In my role at Morehouse School of Medicine, I recognize the significant talent matriculating through our universities and colleges. MSM, Georgia Tech, Emory, and others are working hard to produce students with the right skills and talent. We have this great, developing workforce in our city – it only seems to grow each year. Couple this talent pool with the ambition that drives growth across technology sectors based on thought leadership and ability, and you have all the ingredients to continue to define our region as the center for global health and the health IT capital of the U.S.
★ ★ ★ ★
- Problem to work on: Repeat word for word the passage on the region's talent pool, between "In my role at" and "of the U.S.", inclusive. The records below come from a separate, unrelated source.

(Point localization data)
★ ★ ★ ★
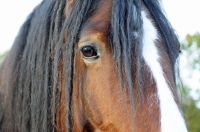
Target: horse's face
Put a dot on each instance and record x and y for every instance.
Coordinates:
(99, 102)
(104, 106)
★ ★ ★ ★
- Answer space:
In my role at Morehouse School of Medicine, I recognize the significant talent matriculating through our universities and colleges. MSM, Georgia Tech, Emory, and others are working hard to produce students with the right skills and talent. We have this great, developing workforce in our city – it only seems to grow each year. Couple this talent pool with the ambition that drives growth across technology sectors based on thought leadership and ability, and you have all the ingredients to continue to define our region as the center for global health and the health IT capital of the U.S.